BEGIN Working data

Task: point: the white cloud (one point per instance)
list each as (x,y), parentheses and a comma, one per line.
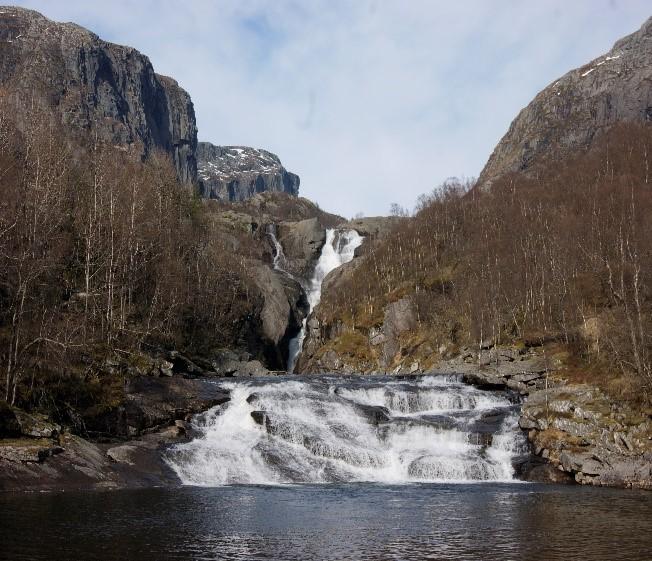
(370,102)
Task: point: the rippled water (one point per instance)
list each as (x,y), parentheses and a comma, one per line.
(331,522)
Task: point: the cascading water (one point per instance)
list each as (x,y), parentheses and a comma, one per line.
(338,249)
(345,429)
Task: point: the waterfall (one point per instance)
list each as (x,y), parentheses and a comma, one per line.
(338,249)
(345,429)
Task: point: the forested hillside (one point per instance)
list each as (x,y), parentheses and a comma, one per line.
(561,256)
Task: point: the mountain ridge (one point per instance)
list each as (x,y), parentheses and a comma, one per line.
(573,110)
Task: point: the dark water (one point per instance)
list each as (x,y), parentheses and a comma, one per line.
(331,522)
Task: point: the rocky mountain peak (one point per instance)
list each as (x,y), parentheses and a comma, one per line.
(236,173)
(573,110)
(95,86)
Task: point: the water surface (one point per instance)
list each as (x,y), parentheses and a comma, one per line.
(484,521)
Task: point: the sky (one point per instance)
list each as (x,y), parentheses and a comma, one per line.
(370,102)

END Working data

Aim -
Rewrite the lines above with "rippled water" changed to "choppy water" and everything else the same. Leave out the pictures.

Response to the task -
Task: point: the white cloud (one point per instance)
list each as (x,y), parentheses and a comma, one per line.
(370,102)
Task: point: the choppy water (one point per instance)
list each as (x,y), parentheses and a comma, one per line.
(331,522)
Task: point: the cascading water (one point per instance)
list each as (x,y), parentheses and a comma, one per line.
(338,249)
(345,429)
Task: point: the waterfall (one point per instance)
list each as (x,y), parentheses and a comma, one per line.
(338,249)
(345,429)
Task: point: the forested hillside (one point per instance)
list each as (x,y), parentheses and a comma, one per line.
(561,256)
Task: point: the mountain ridge (one point per instance)
list each as (x,y), parentheses and a comma, one per line.
(573,110)
Task: point: the dark water (one point per instance)
list each as (x,y), parentheses and a comma, one per line.
(331,522)
Task: point: the rocky mountain peak (one point per instance)
list each as (x,y), parentheses and a comma, one per line.
(236,173)
(573,110)
(95,86)
Task: point: the water surface (one point per instance)
list each as (x,y), parentheses and a comma, one per line.
(484,521)
Task: point: the sky (one point per instance)
list each as (x,y), parentheses and a comma, one per line.
(370,102)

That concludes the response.